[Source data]

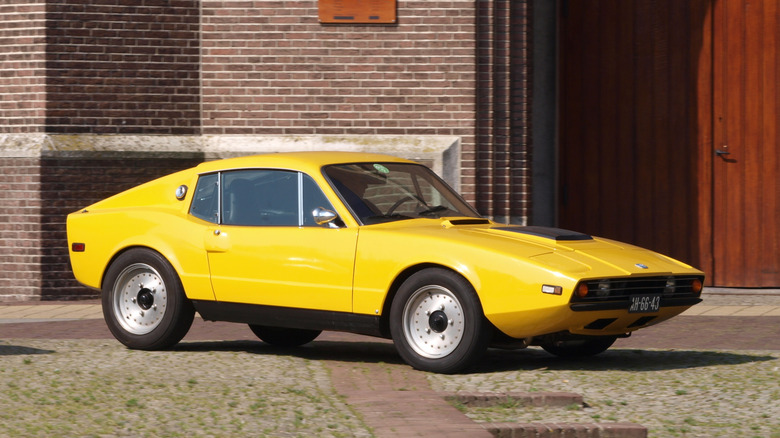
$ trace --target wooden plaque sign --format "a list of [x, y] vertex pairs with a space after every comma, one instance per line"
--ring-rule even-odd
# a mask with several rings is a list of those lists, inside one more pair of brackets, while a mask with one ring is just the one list
[[397, 0], [319, 0], [320, 23], [396, 22]]

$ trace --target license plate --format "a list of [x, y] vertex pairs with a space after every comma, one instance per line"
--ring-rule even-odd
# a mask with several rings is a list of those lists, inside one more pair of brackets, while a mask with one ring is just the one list
[[628, 313], [652, 313], [661, 308], [661, 295], [634, 295], [629, 297]]

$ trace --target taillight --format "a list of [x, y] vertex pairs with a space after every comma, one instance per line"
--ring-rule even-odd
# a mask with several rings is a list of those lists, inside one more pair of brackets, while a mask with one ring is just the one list
[[84, 252], [86, 249], [86, 243], [73, 243], [73, 245], [70, 246], [70, 250], [73, 252]]

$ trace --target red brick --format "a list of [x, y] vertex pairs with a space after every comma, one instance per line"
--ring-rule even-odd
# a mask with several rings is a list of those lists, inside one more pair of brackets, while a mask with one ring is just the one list
[[[399, 0], [397, 25], [366, 26], [320, 24], [316, 0], [8, 0], [0, 133], [454, 136], [466, 199], [524, 218], [531, 4]], [[55, 245], [65, 210], [114, 177], [13, 160], [0, 205], [49, 227], [25, 245]], [[41, 211], [55, 188], [72, 204]]]

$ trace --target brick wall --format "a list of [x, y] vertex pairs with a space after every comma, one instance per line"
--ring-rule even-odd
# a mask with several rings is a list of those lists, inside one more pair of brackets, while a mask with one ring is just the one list
[[520, 224], [530, 215], [531, 16], [528, 1], [477, 2], [475, 203]]
[[[530, 3], [399, 0], [397, 24], [325, 25], [316, 0], [4, 1], [0, 300], [92, 295], [65, 216], [199, 161], [122, 134], [459, 138], [466, 199], [524, 222]], [[34, 133], [73, 137], [44, 153]], [[93, 134], [120, 153], [88, 152]]]
[[40, 161], [0, 158], [0, 295], [40, 294]]
[[197, 134], [197, 0], [48, 2], [46, 132]]
[[[40, 297], [77, 299], [95, 291], [73, 279], [68, 260], [65, 219], [90, 203], [195, 166], [202, 158], [145, 158], [124, 154], [103, 158], [43, 158], [40, 160]], [[0, 293], [2, 286], [0, 286]]]
[[37, 132], [44, 124], [45, 4], [0, 4], [0, 132]]
[[473, 1], [401, 0], [387, 26], [320, 24], [315, 0], [202, 14], [204, 133], [457, 135], [474, 166]]

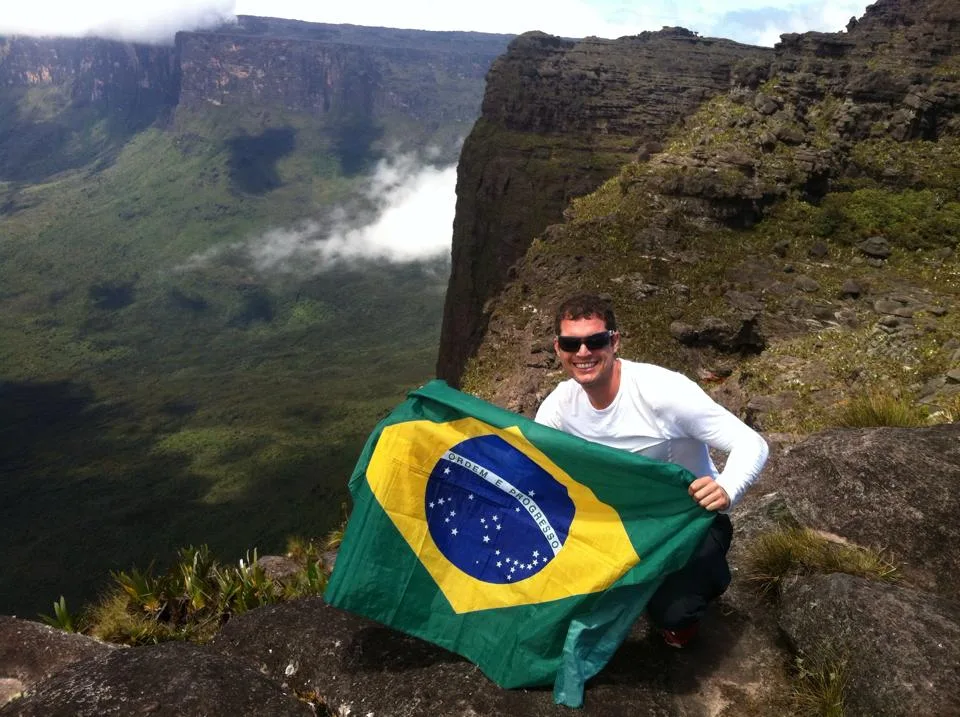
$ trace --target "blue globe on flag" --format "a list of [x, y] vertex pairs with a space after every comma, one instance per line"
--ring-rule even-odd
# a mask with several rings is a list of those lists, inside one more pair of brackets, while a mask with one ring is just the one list
[[563, 548], [576, 512], [565, 486], [496, 435], [444, 452], [427, 481], [424, 509], [444, 557], [497, 584], [540, 572]]

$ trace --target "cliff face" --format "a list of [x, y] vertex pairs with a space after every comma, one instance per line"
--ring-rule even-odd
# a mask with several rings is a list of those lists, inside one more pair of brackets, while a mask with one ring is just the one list
[[507, 39], [241, 17], [235, 28], [178, 34], [180, 101], [468, 122]]
[[400, 117], [465, 133], [509, 39], [254, 17], [179, 33], [172, 48], [0, 38], [0, 178], [81, 166], [180, 108], [330, 115], [361, 134], [364, 122]]
[[461, 153], [437, 375], [459, 383], [488, 302], [572, 197], [657, 151], [704, 101], [764, 79], [772, 59], [770, 50], [682, 29], [615, 41], [515, 40], [491, 68], [481, 119]]
[[[445, 345], [448, 375], [532, 412], [560, 376], [552, 309], [590, 290], [620, 308], [625, 357], [699, 377], [758, 427], [846, 425], [871, 396], [960, 418], [960, 6], [882, 0], [846, 33], [785, 35], [769, 60], [533, 237], [460, 319], [477, 333]], [[527, 210], [514, 196], [500, 214]], [[516, 246], [455, 241], [478, 276]], [[462, 377], [454, 359], [478, 343]]]

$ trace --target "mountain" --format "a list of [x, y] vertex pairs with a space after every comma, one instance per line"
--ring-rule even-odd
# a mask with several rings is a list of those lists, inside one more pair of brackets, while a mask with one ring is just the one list
[[339, 522], [367, 433], [431, 374], [448, 259], [337, 252], [418, 178], [452, 202], [509, 39], [0, 39], [0, 610]]
[[[767, 430], [837, 425], [871, 397], [956, 420], [958, 28], [955, 3], [881, 0], [772, 51], [521, 36], [464, 146], [438, 373], [532, 412], [559, 376], [552, 307], [587, 289], [616, 300], [625, 355], [699, 376]], [[652, 92], [655, 71], [623, 69], [647, 46], [700, 74]], [[610, 89], [583, 99], [591, 71]], [[671, 101], [688, 86], [699, 100]], [[570, 145], [603, 168], [578, 191]]]

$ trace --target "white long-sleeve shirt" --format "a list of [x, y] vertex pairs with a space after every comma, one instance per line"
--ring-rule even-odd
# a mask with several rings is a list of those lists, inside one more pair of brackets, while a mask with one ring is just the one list
[[[594, 408], [586, 391], [570, 379], [544, 399], [537, 423], [678, 463], [698, 478], [711, 476], [733, 507], [766, 463], [766, 441], [686, 376], [653, 364], [619, 361], [620, 389], [613, 403]], [[708, 446], [728, 454], [722, 473]]]

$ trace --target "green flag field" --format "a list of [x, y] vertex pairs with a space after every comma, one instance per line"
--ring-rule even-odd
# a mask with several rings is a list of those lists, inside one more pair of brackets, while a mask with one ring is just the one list
[[327, 602], [580, 706], [713, 519], [693, 478], [433, 381], [364, 447]]

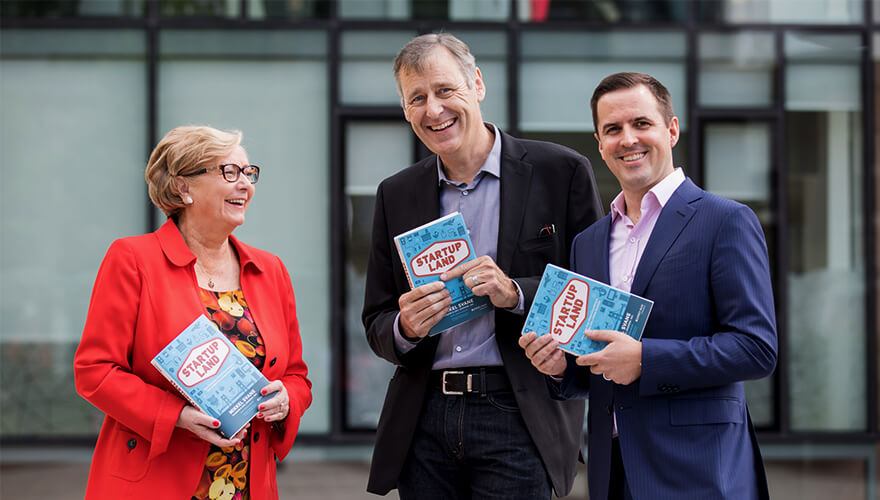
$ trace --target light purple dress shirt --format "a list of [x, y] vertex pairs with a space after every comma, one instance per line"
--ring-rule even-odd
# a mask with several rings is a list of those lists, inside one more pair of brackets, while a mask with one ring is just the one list
[[[487, 127], [495, 134], [495, 142], [486, 162], [470, 184], [449, 180], [443, 172], [439, 157], [437, 182], [440, 184], [441, 216], [460, 212], [468, 227], [468, 235], [476, 255], [488, 255], [492, 260], [497, 260], [501, 209], [501, 133], [495, 125], [487, 124]], [[519, 304], [510, 311], [522, 314], [522, 291], [516, 281], [514, 284], [519, 293]], [[394, 343], [400, 353], [408, 352], [418, 343], [403, 336], [400, 331], [400, 313], [394, 321]], [[490, 311], [440, 333], [432, 369], [501, 365], [501, 353], [495, 342], [495, 314]]]
[[[642, 197], [642, 217], [637, 224], [633, 224], [626, 215], [626, 201], [622, 192], [611, 202], [611, 234], [608, 237], [608, 279], [611, 286], [627, 292], [632, 289], [636, 269], [657, 224], [657, 218], [682, 182], [684, 171], [676, 168], [645, 193]], [[617, 436], [616, 413], [612, 435]]]

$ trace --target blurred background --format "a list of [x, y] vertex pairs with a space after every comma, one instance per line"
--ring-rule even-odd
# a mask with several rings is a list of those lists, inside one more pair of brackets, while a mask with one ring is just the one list
[[767, 236], [779, 365], [747, 391], [773, 498], [877, 498], [880, 0], [0, 0], [0, 496], [82, 497], [103, 415], [73, 352], [110, 243], [164, 222], [143, 170], [183, 124], [244, 132], [236, 234], [297, 293], [314, 402], [282, 498], [366, 496], [392, 371], [360, 322], [375, 188], [426, 154], [391, 63], [438, 30], [484, 118], [585, 154], [606, 207], [593, 88], [669, 88], [676, 164]]

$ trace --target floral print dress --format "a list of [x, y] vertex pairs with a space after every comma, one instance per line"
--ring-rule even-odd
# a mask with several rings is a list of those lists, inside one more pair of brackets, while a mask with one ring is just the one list
[[[258, 370], [262, 369], [266, 348], [241, 290], [200, 290], [211, 321]], [[250, 500], [249, 456], [250, 434], [236, 446], [220, 448], [212, 444], [192, 500]]]

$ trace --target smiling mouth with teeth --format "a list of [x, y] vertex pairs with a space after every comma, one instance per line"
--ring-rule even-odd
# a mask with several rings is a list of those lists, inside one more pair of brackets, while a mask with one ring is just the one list
[[433, 130], [434, 132], [440, 132], [440, 131], [446, 130], [449, 127], [451, 127], [453, 123], [455, 123], [455, 118], [453, 118], [449, 121], [445, 121], [445, 122], [441, 123], [440, 125], [429, 125], [428, 128]]
[[244, 206], [244, 200], [226, 200], [227, 203], [232, 203], [233, 205]]
[[626, 156], [621, 156], [621, 159], [623, 159], [623, 161], [634, 161], [634, 160], [638, 160], [638, 159], [644, 158], [644, 156], [645, 156], [646, 154], [647, 154], [647, 153], [644, 153], [644, 152], [642, 152], [642, 153], [633, 153], [633, 154], [629, 154], [629, 155], [626, 155]]

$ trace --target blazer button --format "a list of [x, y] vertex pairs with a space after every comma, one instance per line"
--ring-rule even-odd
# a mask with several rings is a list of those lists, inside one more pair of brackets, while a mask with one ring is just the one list
[[278, 358], [272, 358], [272, 361], [269, 361], [269, 366], [275, 366], [275, 361], [278, 361]]
[[605, 413], [607, 413], [609, 417], [611, 416], [611, 407], [610, 406], [605, 407]]
[[135, 439], [135, 438], [131, 438], [131, 439], [129, 439], [128, 442], [125, 443], [125, 444], [126, 444], [126, 446], [128, 446], [128, 449], [129, 449], [129, 450], [133, 450], [134, 447], [137, 446], [138, 442], [137, 442], [137, 439]]
[[260, 433], [259, 433], [259, 432], [255, 432], [255, 433], [254, 433], [254, 442], [256, 443], [256, 442], [259, 441], [259, 440], [260, 440]]

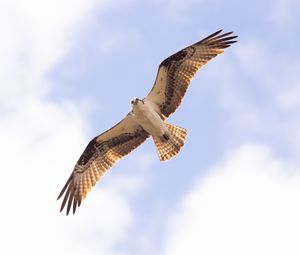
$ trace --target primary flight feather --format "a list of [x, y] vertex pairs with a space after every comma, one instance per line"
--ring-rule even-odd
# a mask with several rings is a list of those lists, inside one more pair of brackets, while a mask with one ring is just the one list
[[150, 93], [142, 100], [133, 99], [132, 110], [123, 120], [89, 142], [57, 198], [64, 196], [60, 211], [67, 206], [67, 215], [71, 209], [75, 213], [100, 177], [149, 136], [154, 140], [161, 161], [178, 154], [186, 139], [186, 129], [168, 124], [166, 119], [180, 105], [195, 73], [236, 42], [237, 36], [232, 32], [221, 32], [161, 62]]

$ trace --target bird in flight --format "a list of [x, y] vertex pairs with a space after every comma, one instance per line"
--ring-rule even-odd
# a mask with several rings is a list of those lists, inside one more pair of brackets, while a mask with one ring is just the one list
[[176, 156], [187, 131], [166, 120], [180, 105], [195, 73], [235, 43], [235, 38], [232, 32], [220, 30], [162, 61], [149, 94], [132, 99], [126, 117], [89, 142], [57, 198], [64, 196], [60, 211], [67, 206], [66, 214], [71, 209], [74, 214], [100, 177], [150, 136], [160, 161]]

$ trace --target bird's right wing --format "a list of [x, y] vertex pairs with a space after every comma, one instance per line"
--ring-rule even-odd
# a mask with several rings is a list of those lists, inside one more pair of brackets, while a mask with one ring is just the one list
[[117, 125], [92, 139], [57, 198], [64, 195], [60, 211], [67, 204], [67, 215], [72, 206], [75, 213], [100, 177], [148, 137], [149, 134], [128, 114]]
[[166, 58], [159, 65], [156, 80], [145, 98], [162, 116], [169, 117], [180, 105], [196, 72], [209, 60], [223, 53], [237, 36], [222, 30]]

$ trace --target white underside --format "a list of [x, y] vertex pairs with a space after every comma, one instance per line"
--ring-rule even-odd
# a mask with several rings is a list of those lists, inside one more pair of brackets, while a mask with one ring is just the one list
[[137, 102], [133, 105], [133, 114], [136, 122], [153, 137], [162, 136], [168, 129], [159, 114], [150, 102]]

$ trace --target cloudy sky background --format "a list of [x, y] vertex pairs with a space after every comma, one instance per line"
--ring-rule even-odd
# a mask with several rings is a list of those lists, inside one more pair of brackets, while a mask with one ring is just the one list
[[[0, 1], [1, 254], [299, 254], [299, 0]], [[75, 216], [56, 197], [86, 143], [159, 63], [220, 28], [239, 42]]]

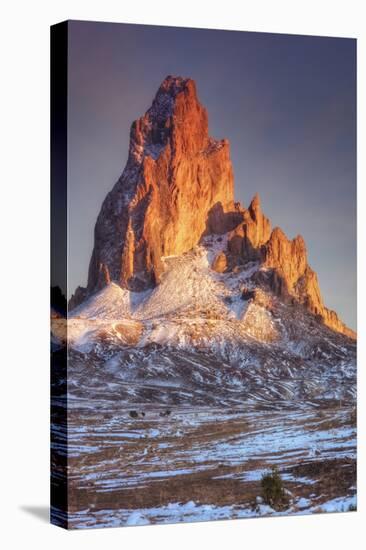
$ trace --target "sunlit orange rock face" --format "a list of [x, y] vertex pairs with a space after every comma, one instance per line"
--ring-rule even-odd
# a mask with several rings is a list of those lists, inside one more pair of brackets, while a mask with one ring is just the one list
[[132, 290], [154, 285], [162, 256], [237, 224], [233, 197], [228, 141], [209, 136], [194, 81], [167, 77], [132, 124], [127, 166], [95, 227], [88, 291], [104, 284], [106, 273]]
[[276, 227], [262, 248], [262, 261], [264, 267], [275, 271], [274, 279], [277, 279], [277, 285], [278, 281], [281, 281], [280, 287], [277, 288], [278, 293], [288, 293], [295, 297], [327, 326], [355, 338], [354, 331], [338, 318], [336, 312], [325, 307], [318, 277], [308, 264], [306, 245], [301, 235], [290, 240]]
[[227, 234], [214, 271], [258, 262], [259, 285], [355, 337], [324, 306], [304, 239], [272, 230], [258, 195], [248, 208], [234, 202], [228, 141], [209, 136], [194, 81], [168, 76], [150, 109], [132, 124], [126, 168], [95, 226], [87, 289], [76, 290], [69, 308], [111, 281], [135, 291], [153, 287], [163, 272], [162, 257], [183, 254], [212, 233]]

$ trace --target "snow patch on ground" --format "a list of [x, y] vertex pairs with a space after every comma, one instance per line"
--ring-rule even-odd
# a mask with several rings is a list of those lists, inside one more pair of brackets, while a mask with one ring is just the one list
[[172, 502], [165, 506], [142, 508], [140, 510], [101, 510], [98, 512], [86, 510], [77, 514], [77, 522], [79, 528], [117, 527], [121, 525], [148, 525], [157, 522], [164, 524], [260, 516], [283, 516], [291, 513], [304, 514], [315, 511], [346, 512], [350, 506], [356, 507], [356, 496], [337, 498], [313, 508], [309, 508], [309, 504], [310, 501], [308, 499], [301, 498], [296, 502], [295, 508], [291, 507], [288, 510], [278, 512], [267, 504], [259, 504], [255, 508], [242, 508], [236, 505], [215, 506], [213, 504], [198, 504], [190, 500], [186, 503]]
[[349, 508], [357, 507], [357, 496], [341, 497], [328, 500], [320, 505], [323, 512], [348, 512]]

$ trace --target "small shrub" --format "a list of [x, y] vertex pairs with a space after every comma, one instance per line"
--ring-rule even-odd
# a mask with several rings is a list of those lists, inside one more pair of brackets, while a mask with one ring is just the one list
[[283, 481], [276, 467], [271, 473], [264, 474], [261, 479], [262, 498], [265, 504], [274, 509], [288, 507], [288, 496], [285, 493]]
[[138, 417], [138, 412], [137, 411], [130, 411], [129, 414], [130, 414], [131, 418], [137, 418]]
[[355, 504], [350, 504], [348, 506], [348, 511], [349, 512], [357, 512], [357, 506]]

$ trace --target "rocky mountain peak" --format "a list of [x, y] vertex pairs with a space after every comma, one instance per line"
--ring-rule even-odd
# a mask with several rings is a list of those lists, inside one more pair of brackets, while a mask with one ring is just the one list
[[141, 164], [146, 157], [157, 160], [166, 146], [189, 156], [212, 145], [220, 147], [223, 142], [208, 134], [207, 112], [198, 100], [194, 81], [168, 76], [151, 107], [132, 124], [129, 160], [131, 164]]
[[70, 306], [112, 282], [132, 291], [155, 287], [164, 257], [182, 255], [212, 234], [227, 235], [215, 271], [256, 262], [260, 286], [354, 336], [324, 306], [304, 239], [272, 230], [258, 193], [248, 208], [234, 202], [229, 142], [209, 135], [194, 81], [167, 76], [131, 126], [126, 167], [96, 222], [87, 288], [77, 289]]
[[186, 252], [207, 231], [236, 225], [241, 215], [233, 199], [228, 141], [209, 136], [194, 81], [168, 76], [131, 126], [126, 168], [95, 226], [87, 293], [107, 273], [131, 290], [154, 286], [162, 257]]
[[196, 91], [195, 82], [191, 78], [168, 75], [166, 78], [164, 78], [163, 82], [160, 84], [160, 87], [156, 93], [154, 102], [163, 93], [168, 93], [172, 97], [175, 97], [180, 92], [185, 91], [188, 88], [190, 90]]

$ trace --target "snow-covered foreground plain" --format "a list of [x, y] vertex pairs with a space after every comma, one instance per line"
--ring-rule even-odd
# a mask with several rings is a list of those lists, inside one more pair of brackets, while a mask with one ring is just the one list
[[[265, 410], [69, 402], [71, 528], [347, 511], [356, 504], [352, 407]], [[56, 438], [57, 439], [57, 438]], [[63, 438], [54, 442], [62, 453]], [[263, 503], [276, 465], [290, 502]], [[57, 516], [57, 511], [55, 516]]]
[[[300, 499], [308, 504], [307, 499]], [[166, 506], [142, 508], [140, 510], [100, 511], [94, 514], [81, 512], [78, 515], [78, 528], [90, 527], [120, 527], [121, 525], [149, 525], [154, 523], [179, 523], [185, 521], [214, 521], [220, 519], [242, 519], [260, 516], [280, 516], [291, 514], [310, 514], [321, 512], [347, 512], [356, 507], [356, 497], [333, 499], [320, 506], [306, 509], [291, 508], [286, 512], [276, 512], [268, 505], [260, 504], [256, 508], [242, 506], [214, 506], [212, 504], [196, 504], [193, 500], [182, 504], [169, 503]]]

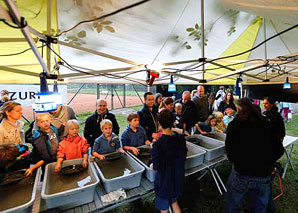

* **Assigned task**: Lines of the data above that include the string "face" must each be copied.

* **Response box**:
$ trace --target "cliff face" --format "a list of [x, y] vertex pairs with a space after every comma, one instance per line"
$ trace --target "sunlit orange rock face" --format "a list of [x, y] vertex pairs with a space after every comma, one instance per line"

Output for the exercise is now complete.